**Task requirements**
From the line containing "sign lettering harbor pass west -> box" down to the last line of the material, return those lines verbatim and only those.

=== Provided data ===

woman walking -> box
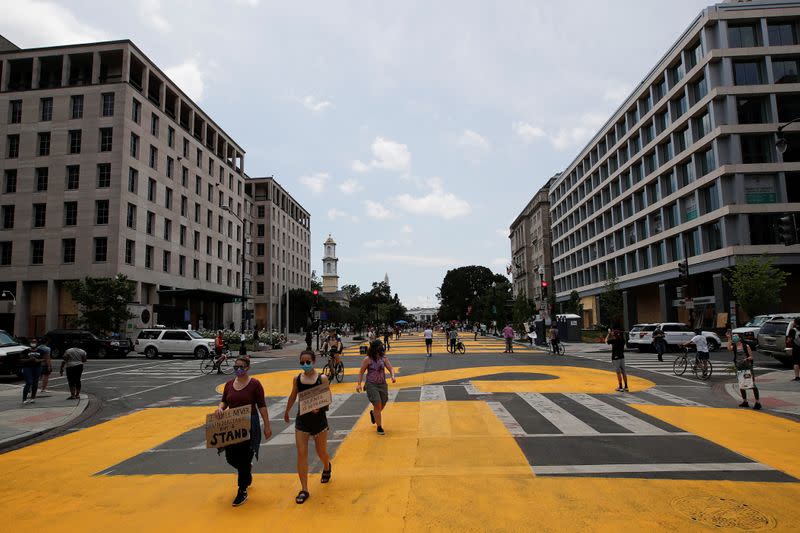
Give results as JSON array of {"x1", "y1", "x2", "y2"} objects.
[
  {"x1": 728, "y1": 332, "x2": 761, "y2": 411},
  {"x1": 283, "y1": 350, "x2": 332, "y2": 504},
  {"x1": 356, "y1": 342, "x2": 396, "y2": 435},
  {"x1": 217, "y1": 355, "x2": 272, "y2": 507}
]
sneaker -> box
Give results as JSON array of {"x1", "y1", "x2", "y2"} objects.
[{"x1": 233, "y1": 489, "x2": 247, "y2": 507}]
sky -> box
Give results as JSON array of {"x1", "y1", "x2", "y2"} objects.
[{"x1": 0, "y1": 0, "x2": 713, "y2": 307}]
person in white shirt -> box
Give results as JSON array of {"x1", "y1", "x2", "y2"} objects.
[
  {"x1": 423, "y1": 326, "x2": 433, "y2": 357},
  {"x1": 683, "y1": 329, "x2": 708, "y2": 373}
]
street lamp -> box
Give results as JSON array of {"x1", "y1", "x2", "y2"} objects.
[
  {"x1": 222, "y1": 205, "x2": 247, "y2": 355},
  {"x1": 775, "y1": 117, "x2": 800, "y2": 154}
]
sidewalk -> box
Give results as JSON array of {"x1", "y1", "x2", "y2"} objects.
[{"x1": 0, "y1": 383, "x2": 89, "y2": 450}]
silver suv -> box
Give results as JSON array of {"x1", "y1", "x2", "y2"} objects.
[{"x1": 133, "y1": 329, "x2": 214, "y2": 359}]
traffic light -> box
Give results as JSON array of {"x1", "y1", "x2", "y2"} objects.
[
  {"x1": 778, "y1": 213, "x2": 798, "y2": 246},
  {"x1": 678, "y1": 260, "x2": 689, "y2": 278}
]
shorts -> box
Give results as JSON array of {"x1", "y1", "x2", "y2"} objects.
[{"x1": 366, "y1": 381, "x2": 389, "y2": 405}]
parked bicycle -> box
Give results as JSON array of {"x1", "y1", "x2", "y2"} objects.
[{"x1": 672, "y1": 346, "x2": 714, "y2": 381}]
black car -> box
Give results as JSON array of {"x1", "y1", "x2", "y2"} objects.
[
  {"x1": 45, "y1": 329, "x2": 133, "y2": 359},
  {"x1": 0, "y1": 329, "x2": 28, "y2": 376}
]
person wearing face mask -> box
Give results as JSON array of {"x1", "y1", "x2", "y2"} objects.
[
  {"x1": 217, "y1": 356, "x2": 272, "y2": 507},
  {"x1": 728, "y1": 333, "x2": 761, "y2": 411},
  {"x1": 283, "y1": 350, "x2": 332, "y2": 504}
]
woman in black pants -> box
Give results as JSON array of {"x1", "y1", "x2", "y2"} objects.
[{"x1": 217, "y1": 356, "x2": 272, "y2": 507}]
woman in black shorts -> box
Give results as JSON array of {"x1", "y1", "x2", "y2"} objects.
[{"x1": 283, "y1": 350, "x2": 331, "y2": 503}]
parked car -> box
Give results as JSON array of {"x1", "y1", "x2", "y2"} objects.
[
  {"x1": 731, "y1": 313, "x2": 800, "y2": 347},
  {"x1": 134, "y1": 329, "x2": 214, "y2": 359},
  {"x1": 45, "y1": 329, "x2": 133, "y2": 359},
  {"x1": 758, "y1": 318, "x2": 794, "y2": 364},
  {"x1": 628, "y1": 322, "x2": 722, "y2": 352},
  {"x1": 0, "y1": 329, "x2": 28, "y2": 376}
]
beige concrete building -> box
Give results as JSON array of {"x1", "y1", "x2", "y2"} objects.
[
  {"x1": 0, "y1": 41, "x2": 310, "y2": 336},
  {"x1": 509, "y1": 175, "x2": 558, "y2": 309}
]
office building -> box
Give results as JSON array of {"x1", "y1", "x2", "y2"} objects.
[{"x1": 550, "y1": 0, "x2": 800, "y2": 327}]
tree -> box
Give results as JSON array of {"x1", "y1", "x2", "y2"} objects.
[
  {"x1": 64, "y1": 274, "x2": 136, "y2": 333},
  {"x1": 725, "y1": 255, "x2": 789, "y2": 316},
  {"x1": 599, "y1": 276, "x2": 623, "y2": 328}
]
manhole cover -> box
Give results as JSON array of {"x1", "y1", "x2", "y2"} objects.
[{"x1": 672, "y1": 496, "x2": 776, "y2": 531}]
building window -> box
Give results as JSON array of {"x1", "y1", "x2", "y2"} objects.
[
  {"x1": 728, "y1": 24, "x2": 759, "y2": 48},
  {"x1": 101, "y1": 93, "x2": 114, "y2": 117},
  {"x1": 6, "y1": 135, "x2": 19, "y2": 159},
  {"x1": 733, "y1": 60, "x2": 764, "y2": 85},
  {"x1": 97, "y1": 163, "x2": 111, "y2": 189},
  {"x1": 64, "y1": 202, "x2": 78, "y2": 226},
  {"x1": 100, "y1": 128, "x2": 114, "y2": 152},
  {"x1": 69, "y1": 94, "x2": 83, "y2": 119},
  {"x1": 8, "y1": 100, "x2": 22, "y2": 124},
  {"x1": 0, "y1": 205, "x2": 15, "y2": 229},
  {"x1": 31, "y1": 240, "x2": 44, "y2": 265},
  {"x1": 126, "y1": 203, "x2": 136, "y2": 229},
  {"x1": 128, "y1": 168, "x2": 139, "y2": 194},
  {"x1": 125, "y1": 239, "x2": 136, "y2": 265},
  {"x1": 3, "y1": 168, "x2": 17, "y2": 194},
  {"x1": 772, "y1": 59, "x2": 800, "y2": 83},
  {"x1": 131, "y1": 133, "x2": 139, "y2": 159},
  {"x1": 94, "y1": 200, "x2": 108, "y2": 226},
  {"x1": 61, "y1": 239, "x2": 75, "y2": 264},
  {"x1": 767, "y1": 22, "x2": 797, "y2": 46},
  {"x1": 66, "y1": 165, "x2": 81, "y2": 191},
  {"x1": 0, "y1": 241, "x2": 12, "y2": 266},
  {"x1": 36, "y1": 167, "x2": 50, "y2": 192},
  {"x1": 39, "y1": 98, "x2": 53, "y2": 122},
  {"x1": 38, "y1": 131, "x2": 50, "y2": 156},
  {"x1": 67, "y1": 130, "x2": 81, "y2": 154}
]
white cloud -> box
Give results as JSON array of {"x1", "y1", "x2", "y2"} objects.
[
  {"x1": 139, "y1": 0, "x2": 170, "y2": 32},
  {"x1": 396, "y1": 178, "x2": 472, "y2": 219},
  {"x1": 0, "y1": 0, "x2": 109, "y2": 48},
  {"x1": 458, "y1": 129, "x2": 489, "y2": 159},
  {"x1": 297, "y1": 172, "x2": 329, "y2": 194},
  {"x1": 353, "y1": 137, "x2": 411, "y2": 172},
  {"x1": 303, "y1": 96, "x2": 333, "y2": 113},
  {"x1": 339, "y1": 179, "x2": 363, "y2": 194},
  {"x1": 328, "y1": 207, "x2": 358, "y2": 224},
  {"x1": 364, "y1": 200, "x2": 392, "y2": 220}
]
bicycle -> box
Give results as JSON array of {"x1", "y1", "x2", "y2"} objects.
[
  {"x1": 672, "y1": 346, "x2": 714, "y2": 381},
  {"x1": 200, "y1": 349, "x2": 233, "y2": 374},
  {"x1": 322, "y1": 350, "x2": 344, "y2": 383}
]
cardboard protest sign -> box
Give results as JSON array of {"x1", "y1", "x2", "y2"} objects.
[
  {"x1": 297, "y1": 383, "x2": 333, "y2": 415},
  {"x1": 206, "y1": 405, "x2": 252, "y2": 448}
]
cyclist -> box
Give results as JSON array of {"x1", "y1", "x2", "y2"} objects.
[{"x1": 683, "y1": 329, "x2": 708, "y2": 375}]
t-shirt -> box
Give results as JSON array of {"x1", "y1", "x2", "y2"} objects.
[
  {"x1": 606, "y1": 337, "x2": 625, "y2": 361},
  {"x1": 222, "y1": 378, "x2": 267, "y2": 411},
  {"x1": 64, "y1": 348, "x2": 86, "y2": 368},
  {"x1": 692, "y1": 335, "x2": 708, "y2": 352}
]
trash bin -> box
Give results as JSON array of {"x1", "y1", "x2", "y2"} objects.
[{"x1": 556, "y1": 314, "x2": 581, "y2": 342}]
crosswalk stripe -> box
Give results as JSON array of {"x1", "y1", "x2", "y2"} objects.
[
  {"x1": 565, "y1": 393, "x2": 667, "y2": 434},
  {"x1": 517, "y1": 392, "x2": 598, "y2": 435}
]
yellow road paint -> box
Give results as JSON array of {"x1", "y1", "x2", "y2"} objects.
[
  {"x1": 216, "y1": 365, "x2": 655, "y2": 396},
  {"x1": 632, "y1": 405, "x2": 800, "y2": 479}
]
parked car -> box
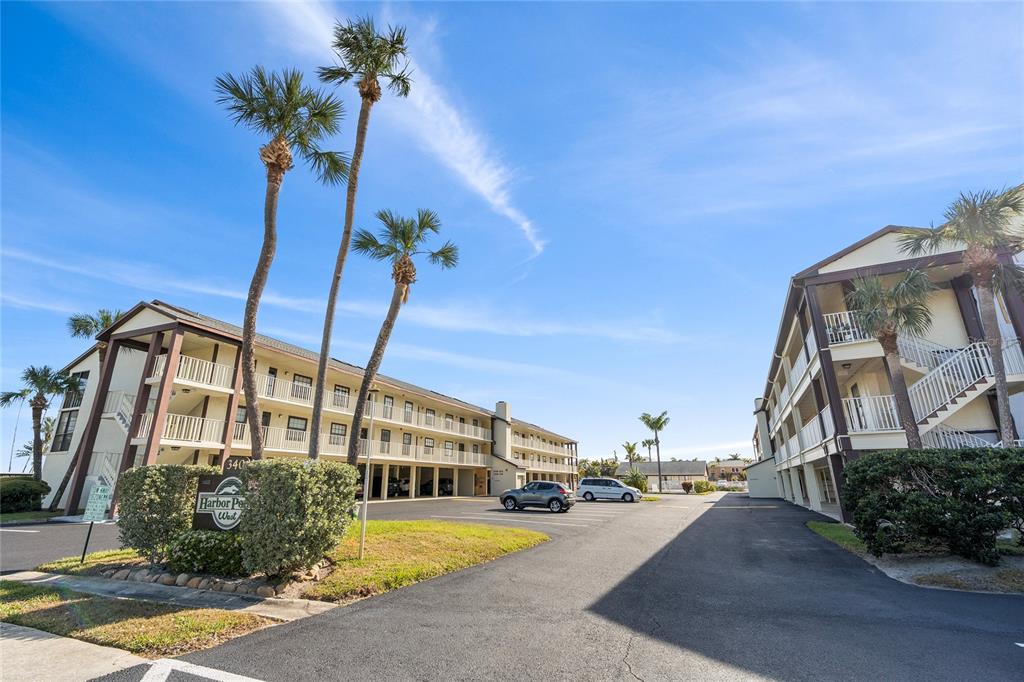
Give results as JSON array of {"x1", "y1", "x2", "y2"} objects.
[
  {"x1": 577, "y1": 478, "x2": 643, "y2": 502},
  {"x1": 500, "y1": 480, "x2": 575, "y2": 513}
]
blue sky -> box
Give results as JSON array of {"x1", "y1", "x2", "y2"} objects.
[{"x1": 0, "y1": 3, "x2": 1024, "y2": 468}]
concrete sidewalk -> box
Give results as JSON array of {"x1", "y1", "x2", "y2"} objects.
[
  {"x1": 0, "y1": 623, "x2": 148, "y2": 682},
  {"x1": 3, "y1": 570, "x2": 337, "y2": 621}
]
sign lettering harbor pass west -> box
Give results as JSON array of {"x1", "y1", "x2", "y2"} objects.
[{"x1": 193, "y1": 476, "x2": 245, "y2": 530}]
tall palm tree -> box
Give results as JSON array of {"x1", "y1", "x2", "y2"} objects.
[
  {"x1": 640, "y1": 411, "x2": 670, "y2": 493},
  {"x1": 309, "y1": 17, "x2": 411, "y2": 459},
  {"x1": 348, "y1": 209, "x2": 459, "y2": 466},
  {"x1": 50, "y1": 308, "x2": 125, "y2": 513},
  {"x1": 216, "y1": 67, "x2": 348, "y2": 460},
  {"x1": 846, "y1": 270, "x2": 935, "y2": 450},
  {"x1": 623, "y1": 440, "x2": 643, "y2": 464},
  {"x1": 0, "y1": 366, "x2": 79, "y2": 480},
  {"x1": 900, "y1": 184, "x2": 1024, "y2": 442}
]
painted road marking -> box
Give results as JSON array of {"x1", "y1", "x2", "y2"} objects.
[
  {"x1": 139, "y1": 658, "x2": 260, "y2": 682},
  {"x1": 431, "y1": 514, "x2": 590, "y2": 528}
]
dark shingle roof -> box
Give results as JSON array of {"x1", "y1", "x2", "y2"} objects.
[{"x1": 615, "y1": 460, "x2": 708, "y2": 476}]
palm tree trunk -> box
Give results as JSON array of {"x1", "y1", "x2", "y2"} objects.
[
  {"x1": 309, "y1": 97, "x2": 374, "y2": 460},
  {"x1": 32, "y1": 395, "x2": 46, "y2": 480},
  {"x1": 242, "y1": 150, "x2": 285, "y2": 460},
  {"x1": 48, "y1": 342, "x2": 108, "y2": 507},
  {"x1": 975, "y1": 278, "x2": 1014, "y2": 444},
  {"x1": 879, "y1": 336, "x2": 922, "y2": 450},
  {"x1": 348, "y1": 283, "x2": 407, "y2": 467}
]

===

**Answer in full**
sign lettering harbor pass west -> box
Give results as JSON array of {"x1", "y1", "x2", "y2"} objects.
[{"x1": 193, "y1": 476, "x2": 245, "y2": 530}]
tall palm tree -> box
Give results as JSON array of {"x1", "y1", "x2", "y2"} objects.
[
  {"x1": 640, "y1": 411, "x2": 670, "y2": 493},
  {"x1": 309, "y1": 17, "x2": 411, "y2": 459},
  {"x1": 348, "y1": 209, "x2": 459, "y2": 466},
  {"x1": 50, "y1": 308, "x2": 125, "y2": 513},
  {"x1": 216, "y1": 67, "x2": 348, "y2": 460},
  {"x1": 846, "y1": 270, "x2": 935, "y2": 450},
  {"x1": 623, "y1": 440, "x2": 643, "y2": 464},
  {"x1": 0, "y1": 366, "x2": 79, "y2": 480},
  {"x1": 900, "y1": 184, "x2": 1024, "y2": 442}
]
painted road marking -> box
Give results as JSON array of {"x1", "y1", "x2", "y2"} objects.
[
  {"x1": 139, "y1": 658, "x2": 260, "y2": 682},
  {"x1": 431, "y1": 514, "x2": 590, "y2": 528}
]
dark shingle roof -> box
Give results as JSON array of {"x1", "y1", "x2", "y2"} objects.
[{"x1": 615, "y1": 460, "x2": 708, "y2": 476}]
palm tree trunk -> box
Give results as JSON array of {"x1", "y1", "x2", "y2"} objects.
[
  {"x1": 309, "y1": 97, "x2": 374, "y2": 460},
  {"x1": 32, "y1": 395, "x2": 46, "y2": 480},
  {"x1": 242, "y1": 150, "x2": 285, "y2": 460},
  {"x1": 48, "y1": 342, "x2": 108, "y2": 507},
  {"x1": 975, "y1": 278, "x2": 1014, "y2": 444},
  {"x1": 879, "y1": 336, "x2": 922, "y2": 450},
  {"x1": 348, "y1": 283, "x2": 407, "y2": 467}
]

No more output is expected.